• _SELECTED EXCERPT_:
__________
Kalshi raised a $1 billion Series F round led by Coatue, doubling its valuation to $22 billion in just five months as prediction-market trading explodes.

Prediction-market platform Kalshi has closed a $1 billion Series F financing round led by Coatue, vaulting its valuation to $22 billion—double the $11 billion tag it carried just five months ago. The raise is one of the largest in fintech this year and signals that institutional investors are betting heavily on the mainstreaming of event-based trading.

Kalshi told Bloomberg that its annualized revenue now exceeds $1.5 billion, a figure driven by an 800 percent surge in institutional trading over the past six months. The startup also claims it currently hosts 90 percent of all prediction-market activity in the United States, putting it well ahead of rival Polymarket in domestic market share.

The platform allows users to trade contracts on real-world outcomes, from election results and economic indicators to cultural events like the Met Gala. What began as a niche corner of finance has grown into a legitimate asset class, with regulators gradually warming to the idea that these markets can produce valuable forecasting data. Unlike traditional sports betting, prediction markets frame trades as investments in information, which has helped the industry secure legal footing in more jurisdictions.

Coatue’s leadership in the round is notable because the firm typically backs late-stage technology companies with proven unit economics and defensible moats. Its participation suggests that Kalshi’s trading infrastructure, compliance framework, and first-mover advantage in the regulated U.S. market are viewed as durable competitive advantages rather than temporary hype.

Why it matters

Kalshi’s rapid ascent reflects a broader shift in how both retail and institutional investors approach risk and information. Prediction markets are increasingly viewed as alternative data sources that can forecast everything from inflation trends to geopolitical instability. Asset managers and research desks now monitor these platforms for early signals that conventional polls and economic models might miss. With this fresh capital, Kalshi is positioned to expand internationally, deepen its liquidity pools, and defend its U.S. dominance against well-funded competitors. For enterprise watchers, the round is a reminder that novel financial infrastructure—not just AI chips—can command trillion-dollar attention.
__________
• _GIVEN INFORMATION_:
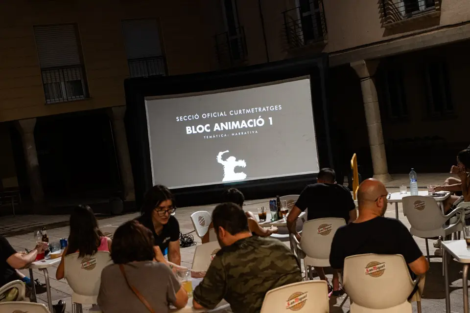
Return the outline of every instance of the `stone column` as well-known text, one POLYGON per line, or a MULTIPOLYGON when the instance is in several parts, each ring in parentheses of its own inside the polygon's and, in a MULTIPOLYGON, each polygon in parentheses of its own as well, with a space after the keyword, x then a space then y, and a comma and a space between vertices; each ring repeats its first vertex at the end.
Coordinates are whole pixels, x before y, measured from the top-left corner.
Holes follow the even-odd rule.
POLYGON ((16 126, 21 134, 31 196, 35 203, 40 204, 44 201, 44 191, 43 190, 39 162, 34 140, 36 118, 17 121, 16 126))
POLYGON ((121 180, 124 187, 124 200, 125 201, 133 201, 136 200, 136 196, 132 167, 127 146, 127 137, 124 124, 125 112, 125 106, 114 107, 108 110, 108 114, 113 125, 113 136, 116 147, 121 180))
POLYGON ((382 132, 380 111, 377 97, 377 90, 373 78, 378 66, 378 61, 362 60, 352 62, 351 66, 356 71, 361 80, 362 99, 374 168, 374 178, 382 182, 390 181, 392 178, 388 174, 385 147, 382 132))

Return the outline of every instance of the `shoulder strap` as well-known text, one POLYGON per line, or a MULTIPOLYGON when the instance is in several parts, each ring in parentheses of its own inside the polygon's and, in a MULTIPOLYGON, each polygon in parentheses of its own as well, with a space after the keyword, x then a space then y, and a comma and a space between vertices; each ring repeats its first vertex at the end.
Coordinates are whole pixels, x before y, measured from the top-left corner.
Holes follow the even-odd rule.
POLYGON ((145 300, 145 298, 143 297, 143 296, 139 291, 137 289, 136 289, 133 286, 131 285, 129 283, 129 281, 127 280, 127 276, 126 275, 126 272, 124 270, 124 266, 122 264, 119 265, 119 268, 121 270, 121 272, 122 273, 122 276, 124 276, 124 279, 126 280, 126 282, 127 283, 127 286, 129 286, 129 288, 131 289, 137 297, 139 298, 139 299, 141 300, 141 302, 142 302, 144 306, 148 309, 148 311, 150 312, 150 313, 155 313, 155 311, 153 311, 153 309, 152 309, 152 307, 150 306, 150 303, 145 300))

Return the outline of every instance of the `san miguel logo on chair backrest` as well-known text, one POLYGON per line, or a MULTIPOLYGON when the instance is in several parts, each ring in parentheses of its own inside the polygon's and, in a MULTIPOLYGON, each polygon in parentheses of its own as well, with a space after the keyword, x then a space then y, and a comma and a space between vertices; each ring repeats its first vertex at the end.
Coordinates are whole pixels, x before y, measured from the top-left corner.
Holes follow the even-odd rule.
POLYGON ((215 255, 217 254, 217 252, 219 252, 219 250, 220 250, 220 249, 215 249, 215 250, 212 251, 212 253, 211 253, 211 261, 214 259, 214 257, 215 256, 215 255))
POLYGON ((285 302, 285 309, 298 311, 305 305, 307 302, 308 292, 295 292, 290 295, 285 302))
POLYGON ((82 260, 82 269, 92 270, 96 267, 96 258, 83 258, 82 260))
POLYGON ((379 277, 385 271, 385 264, 373 261, 366 266, 365 271, 366 275, 373 277, 379 277))
POLYGON ((197 220, 199 222, 199 225, 202 226, 203 227, 206 224, 206 220, 204 219, 204 218, 202 216, 200 216, 197 218, 197 220))
POLYGON ((426 207, 426 205, 424 204, 424 201, 422 201, 421 200, 415 201, 414 205, 415 208, 418 211, 423 211, 424 209, 424 208, 426 207))
POLYGON ((318 234, 322 236, 327 236, 331 232, 333 225, 331 224, 322 224, 318 227, 318 234))

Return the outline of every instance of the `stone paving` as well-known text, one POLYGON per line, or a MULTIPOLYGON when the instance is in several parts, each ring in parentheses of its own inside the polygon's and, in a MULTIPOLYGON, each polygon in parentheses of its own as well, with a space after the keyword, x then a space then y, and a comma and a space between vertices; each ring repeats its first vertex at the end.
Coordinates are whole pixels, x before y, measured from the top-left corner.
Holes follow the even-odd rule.
MULTIPOLYGON (((419 177, 420 186, 425 186, 428 184, 433 183, 437 184, 448 176, 448 174, 422 174, 419 177)), ((401 183, 406 183, 408 178, 406 175, 396 176, 396 179, 390 183, 387 184, 389 187, 399 187, 401 183)), ((392 188, 389 191, 394 192, 392 188)), ((267 200, 247 201, 244 206, 246 210, 254 212, 256 212, 256 208, 261 205, 265 207, 268 206, 267 200)), ((201 210, 212 211, 213 205, 190 207, 178 208, 176 213, 175 217, 178 219, 180 223, 180 226, 182 232, 188 233, 192 232, 194 230, 191 222, 190 216, 191 214, 201 210)), ((406 225, 409 226, 406 218, 403 215, 401 204, 399 205, 400 219, 406 225)), ((395 217, 394 205, 389 205, 386 213, 386 216, 395 217)), ((133 219, 137 216, 138 213, 132 213, 110 217, 109 218, 102 219, 98 221, 100 225, 112 225, 118 226, 123 223, 133 219)), ((6 227, 14 228, 11 227, 10 223, 12 221, 17 222, 19 225, 18 227, 23 227, 27 229, 26 227, 31 227, 32 223, 36 223, 42 225, 58 224, 56 223, 62 223, 64 219, 68 219, 67 216, 17 216, 16 217, 6 217, 0 218, 0 231, 5 229, 6 227), (23 221, 25 221, 24 223, 23 221), (52 222, 52 223, 50 223, 52 222), (3 228, 2 228, 3 227, 3 228)), ((35 226, 35 224, 33 224, 35 226)), ((40 228, 40 227, 38 227, 40 228)), ((58 241, 61 238, 67 238, 69 234, 68 226, 61 226, 58 227, 47 227, 47 234, 51 241, 58 241)), ((201 244, 201 240, 197 237, 195 233, 192 232, 191 235, 194 236, 194 241, 197 245, 201 244)), ((35 239, 33 238, 32 230, 27 233, 17 234, 7 237, 10 243, 18 251, 23 251, 25 248, 32 248, 35 245, 35 239)), ((425 254, 425 245, 424 240, 415 237, 423 253, 425 254)), ((286 245, 287 244, 286 243, 286 245)), ((432 241, 430 241, 430 246, 432 247, 432 241)), ((188 248, 181 249, 182 265, 190 268, 192 263, 194 252, 196 246, 193 246, 188 248)), ((434 249, 431 250, 431 255, 434 249)), ((443 312, 445 311, 445 298, 444 293, 444 278, 442 274, 442 260, 440 257, 432 257, 431 264, 429 271, 426 278, 426 284, 424 288, 423 299, 422 302, 422 311, 423 312, 443 312)), ((65 280, 57 281, 55 279, 56 267, 50 268, 49 270, 50 277, 50 283, 52 287, 52 297, 53 302, 56 303, 59 299, 63 299, 67 303, 67 312, 71 312, 71 304, 70 303, 70 294, 72 291, 65 280)), ((450 290, 451 308, 452 312, 461 313, 463 312, 463 299, 462 290, 461 267, 455 262, 451 262, 449 267, 449 275, 451 282, 450 290)), ((25 274, 28 275, 27 270, 22 270, 25 274)), ((44 276, 38 270, 34 270, 35 278, 38 278, 42 282, 44 282, 44 276)), ((331 275, 328 275, 331 279, 331 275)), ((315 279, 318 279, 315 278, 315 279)), ((38 295, 38 301, 46 303, 47 296, 46 293, 38 295)), ((350 301, 346 296, 343 296, 337 298, 332 298, 330 299, 330 310, 332 313, 347 312, 349 310, 350 301)), ((417 312, 416 303, 413 304, 413 311, 417 312)), ((89 307, 84 307, 84 312, 88 312, 89 307)))

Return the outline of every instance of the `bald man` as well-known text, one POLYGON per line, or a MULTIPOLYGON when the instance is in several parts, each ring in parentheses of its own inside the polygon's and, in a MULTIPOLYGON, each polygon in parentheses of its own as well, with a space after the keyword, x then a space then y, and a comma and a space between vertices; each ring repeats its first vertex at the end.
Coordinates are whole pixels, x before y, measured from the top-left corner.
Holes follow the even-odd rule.
POLYGON ((377 253, 401 254, 417 275, 427 271, 427 261, 406 227, 398 220, 383 217, 388 198, 385 186, 376 179, 359 185, 359 217, 335 234, 329 254, 332 268, 342 270, 345 258, 350 255, 377 253))

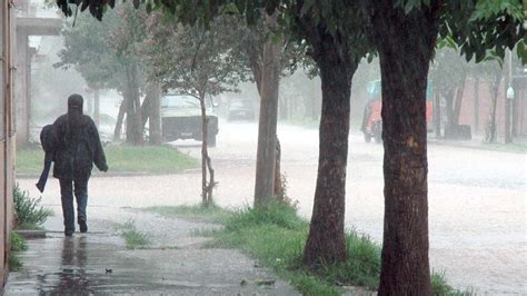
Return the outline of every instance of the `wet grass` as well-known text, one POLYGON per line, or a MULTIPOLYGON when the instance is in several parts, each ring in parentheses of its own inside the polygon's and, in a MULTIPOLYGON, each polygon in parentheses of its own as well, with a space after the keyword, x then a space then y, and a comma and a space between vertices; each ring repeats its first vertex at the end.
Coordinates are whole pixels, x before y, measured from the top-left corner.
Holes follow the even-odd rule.
POLYGON ((32 198, 29 191, 21 190, 18 184, 13 188, 14 223, 17 229, 37 229, 53 211, 40 205, 42 198, 32 198))
MULTIPOLYGON (((105 152, 110 174, 178 174, 198 167, 197 159, 170 146, 108 146, 105 152)), ((40 175, 43 157, 40 148, 18 150, 17 174, 40 175)), ((100 172, 95 168, 93 174, 100 172)))
POLYGON ((9 253, 9 272, 18 272, 22 266, 20 257, 14 253, 9 253))
POLYGON ((28 243, 19 234, 11 231, 11 251, 9 253, 9 270, 18 272, 23 266, 22 260, 17 255, 17 251, 28 249, 28 243))
MULTIPOLYGON (((213 238, 205 247, 241 249, 255 257, 258 265, 272 268, 304 295, 341 295, 345 293, 342 286, 361 287, 358 292, 351 293, 364 294, 376 290, 379 284, 380 246, 355 229, 347 230, 346 262, 307 270, 301 264, 301 256, 309 224, 290 206, 275 204, 264 209, 238 210, 185 206, 155 207, 147 210, 167 217, 221 223, 223 228, 219 230, 197 230, 199 235, 213 238)), ((431 284, 434 295, 471 295, 469 292, 459 292, 449 286, 444 274, 434 273, 431 284)))
POLYGON ((150 238, 147 234, 137 230, 133 221, 127 221, 119 227, 119 233, 125 238, 128 249, 143 249, 150 245, 150 238))
POLYGON ((348 260, 307 272, 301 264, 309 224, 292 207, 276 204, 264 209, 235 211, 208 247, 239 248, 289 279, 305 295, 340 295, 339 285, 377 287, 380 248, 349 230, 348 260))
POLYGON ((232 211, 220 208, 216 205, 209 207, 203 207, 201 205, 156 206, 145 208, 143 210, 167 218, 199 219, 202 221, 220 224, 223 224, 232 215, 232 211))
POLYGON ((16 231, 11 233, 11 250, 12 251, 21 251, 28 249, 28 243, 23 237, 21 237, 16 231))

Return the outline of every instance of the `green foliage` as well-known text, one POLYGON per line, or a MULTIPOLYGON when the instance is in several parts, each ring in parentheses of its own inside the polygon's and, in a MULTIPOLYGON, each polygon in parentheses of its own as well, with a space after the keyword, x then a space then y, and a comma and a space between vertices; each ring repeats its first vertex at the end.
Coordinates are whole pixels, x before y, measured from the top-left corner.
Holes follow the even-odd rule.
POLYGON ((348 260, 308 273, 301 265, 308 223, 292 207, 271 204, 236 211, 209 247, 237 247, 290 279, 306 295, 339 295, 337 284, 376 288, 380 248, 368 237, 348 231, 348 260))
POLYGON ((19 256, 13 253, 9 254, 9 272, 18 272, 23 266, 19 256))
POLYGON ((286 229, 298 229, 307 223, 298 218, 294 207, 274 201, 269 205, 236 210, 226 221, 226 229, 237 231, 240 228, 272 225, 286 229))
POLYGON ((148 22, 149 77, 162 81, 167 91, 201 98, 235 90, 247 80, 249 68, 237 48, 241 31, 230 18, 217 18, 210 29, 163 22, 152 14, 148 22))
POLYGON ((11 250, 12 251, 21 251, 28 249, 28 243, 23 237, 21 237, 16 231, 11 233, 11 250))
MULTIPOLYGON (((122 174, 177 174, 198 167, 198 161, 170 146, 108 146, 105 147, 110 172, 122 174)), ((42 149, 17 151, 18 174, 40 174, 42 149)), ((93 170, 98 174, 98 170, 93 170)))
POLYGON ((133 221, 127 221, 119 229, 128 249, 141 249, 150 245, 147 234, 138 231, 133 221))
POLYGON ((22 191, 18 184, 13 188, 14 223, 20 226, 40 226, 53 215, 50 209, 40 206, 41 197, 31 198, 28 191, 22 191))

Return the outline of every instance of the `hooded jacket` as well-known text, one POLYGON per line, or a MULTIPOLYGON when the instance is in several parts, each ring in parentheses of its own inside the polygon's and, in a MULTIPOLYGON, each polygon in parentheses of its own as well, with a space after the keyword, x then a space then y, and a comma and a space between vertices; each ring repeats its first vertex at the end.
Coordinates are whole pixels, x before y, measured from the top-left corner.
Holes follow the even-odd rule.
POLYGON ((82 114, 82 97, 68 98, 68 114, 53 122, 54 167, 58 179, 88 179, 93 164, 102 171, 108 170, 105 150, 96 124, 82 114))

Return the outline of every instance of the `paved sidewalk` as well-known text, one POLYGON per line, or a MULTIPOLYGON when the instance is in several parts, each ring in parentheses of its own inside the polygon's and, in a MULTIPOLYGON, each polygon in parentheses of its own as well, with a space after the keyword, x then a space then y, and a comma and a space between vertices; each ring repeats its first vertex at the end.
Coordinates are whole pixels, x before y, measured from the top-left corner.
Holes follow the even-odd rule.
POLYGON ((61 215, 50 218, 48 237, 28 241, 29 250, 20 254, 24 266, 10 274, 4 294, 299 294, 238 250, 202 248, 208 238, 192 234, 217 225, 115 208, 89 208, 89 215, 90 233, 69 238, 62 235, 61 215), (126 248, 117 229, 129 220, 150 234, 151 248, 126 248), (276 282, 258 285, 261 280, 276 282))

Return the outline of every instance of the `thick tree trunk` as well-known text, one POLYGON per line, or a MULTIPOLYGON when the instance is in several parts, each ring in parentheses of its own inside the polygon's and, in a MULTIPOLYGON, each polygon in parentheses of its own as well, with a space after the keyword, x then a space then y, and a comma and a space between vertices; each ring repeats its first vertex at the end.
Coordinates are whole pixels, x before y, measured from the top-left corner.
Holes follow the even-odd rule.
POLYGON ((374 2, 372 7, 385 147, 379 295, 431 295, 426 90, 439 7, 435 3, 408 14, 395 9, 391 1, 374 2))
MULTIPOLYGON (((276 14, 267 16, 267 26, 276 27, 276 14)), ((255 206, 271 200, 275 188, 275 151, 277 135, 278 88, 280 81, 280 45, 269 40, 264 46, 260 118, 256 159, 255 206)))
POLYGON ((351 77, 357 65, 347 47, 326 33, 315 33, 314 56, 322 82, 319 158, 315 204, 304 263, 316 268, 346 258, 345 204, 351 77))

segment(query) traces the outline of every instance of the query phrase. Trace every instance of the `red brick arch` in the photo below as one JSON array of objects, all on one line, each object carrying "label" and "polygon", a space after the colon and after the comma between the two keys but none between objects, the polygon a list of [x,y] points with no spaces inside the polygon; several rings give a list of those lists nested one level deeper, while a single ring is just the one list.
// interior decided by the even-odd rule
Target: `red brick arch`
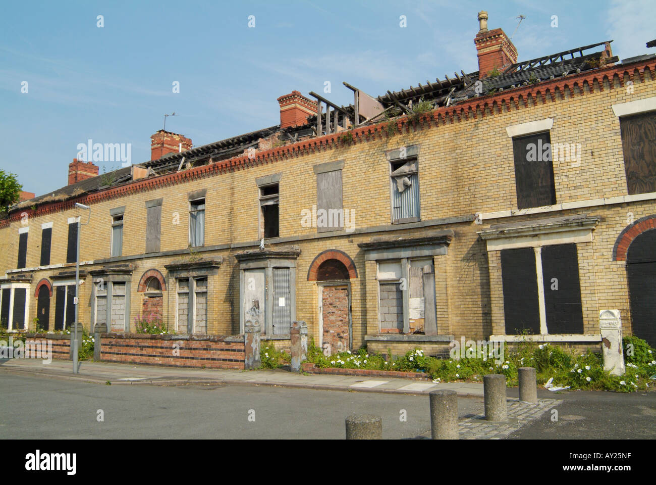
__________
• _SET PROBLEM_: According to the Kalshi funding article, what was Kalshi's valuation five months before this round? The entries were taken from a separate source.

• _THE COMPLETED TASK_: $11 billion.